Reproduce the entire listing below word for word, leaving out the pictures.

— start —

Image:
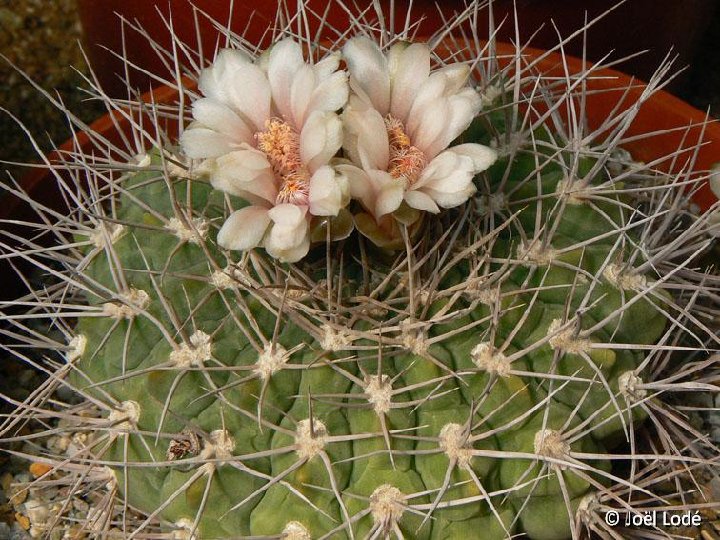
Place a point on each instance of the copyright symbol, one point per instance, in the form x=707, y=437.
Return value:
x=612, y=518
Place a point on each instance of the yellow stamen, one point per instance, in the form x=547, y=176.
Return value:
x=281, y=144
x=406, y=161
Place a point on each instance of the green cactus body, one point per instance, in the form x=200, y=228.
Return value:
x=455, y=403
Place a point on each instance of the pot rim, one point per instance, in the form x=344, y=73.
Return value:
x=662, y=110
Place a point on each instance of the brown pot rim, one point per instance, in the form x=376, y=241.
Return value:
x=662, y=111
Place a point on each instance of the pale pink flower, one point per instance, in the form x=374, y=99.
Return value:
x=269, y=130
x=399, y=122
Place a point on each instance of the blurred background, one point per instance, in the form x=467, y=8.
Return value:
x=43, y=39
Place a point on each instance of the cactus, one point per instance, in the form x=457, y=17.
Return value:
x=505, y=365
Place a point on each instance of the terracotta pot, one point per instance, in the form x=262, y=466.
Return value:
x=661, y=112
x=652, y=25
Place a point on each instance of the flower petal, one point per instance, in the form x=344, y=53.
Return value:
x=200, y=142
x=245, y=173
x=289, y=231
x=365, y=138
x=410, y=70
x=284, y=61
x=330, y=94
x=462, y=109
x=369, y=76
x=320, y=139
x=290, y=255
x=327, y=66
x=390, y=195
x=249, y=93
x=448, y=179
x=328, y=192
x=213, y=80
x=360, y=186
x=244, y=229
x=421, y=201
x=482, y=156
x=219, y=117
x=300, y=93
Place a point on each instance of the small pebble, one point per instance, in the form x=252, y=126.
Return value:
x=39, y=469
x=22, y=520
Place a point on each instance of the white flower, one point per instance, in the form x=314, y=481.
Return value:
x=269, y=130
x=399, y=122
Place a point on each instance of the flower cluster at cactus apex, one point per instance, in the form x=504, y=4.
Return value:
x=299, y=141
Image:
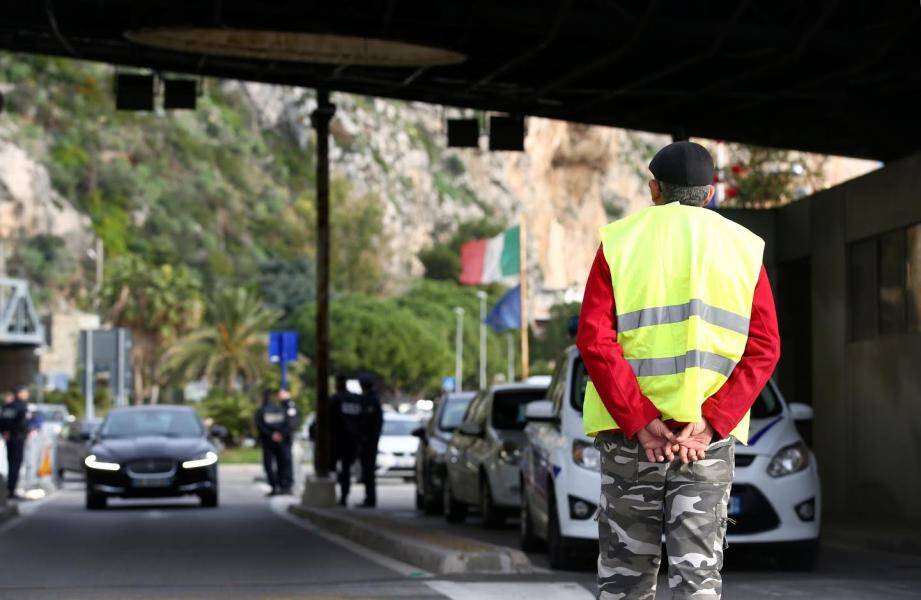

— end —

**Expected answer**
Image:
Place a point on each instance of the copyright symbol, one point per instance, in the form x=707, y=437.
Return value:
x=612, y=518
Place a point on each instance of the yellow stamen, one point per instance, in the form x=547, y=176.
Return value:
x=281, y=144
x=406, y=161
Place a point on each instance of the green cactus body, one point per instance, in the form x=200, y=228.
Return value:
x=455, y=403
Place a point on each instance of the pot rim, one point per instance, in the form x=344, y=73.
Return value:
x=662, y=110
Place a point on each instance of the brown pot rim, one point per instance, in the form x=376, y=241.
Return value:
x=662, y=111
Place a point on each instance of the pale pink flower, one point per instance, in the form x=374, y=99.
Return value:
x=269, y=130
x=399, y=122
Place a point on each instance of the blurred background, one point per instance, in the form x=467, y=8.
Return value:
x=43, y=39
Place a point on each instance of the cactus, one point per instance, in the form x=457, y=17.
Return value:
x=505, y=365
Place a point on each instance of the terracotta pot, one point per instance, in the form x=262, y=466.
Return value:
x=661, y=112
x=652, y=25
Place a point on each instance of the flower petal, one point per instance, in the form x=344, y=53.
Return value:
x=200, y=142
x=245, y=173
x=289, y=231
x=365, y=138
x=410, y=70
x=284, y=61
x=330, y=94
x=462, y=109
x=369, y=76
x=320, y=139
x=290, y=255
x=327, y=66
x=390, y=195
x=249, y=93
x=448, y=179
x=328, y=192
x=213, y=80
x=360, y=186
x=244, y=229
x=421, y=201
x=482, y=156
x=219, y=117
x=300, y=93
Place a point on each instance of the small pebble, one point per instance, in the form x=252, y=126.
Return value:
x=39, y=469
x=22, y=520
Place a point on each instance of the white flower, one point per instance, in the form x=314, y=481.
Return value:
x=269, y=130
x=399, y=122
Place a point on each instance of the flower cluster at cactus apex, one point per instance, in the form x=504, y=4.
Return value:
x=299, y=141
Image:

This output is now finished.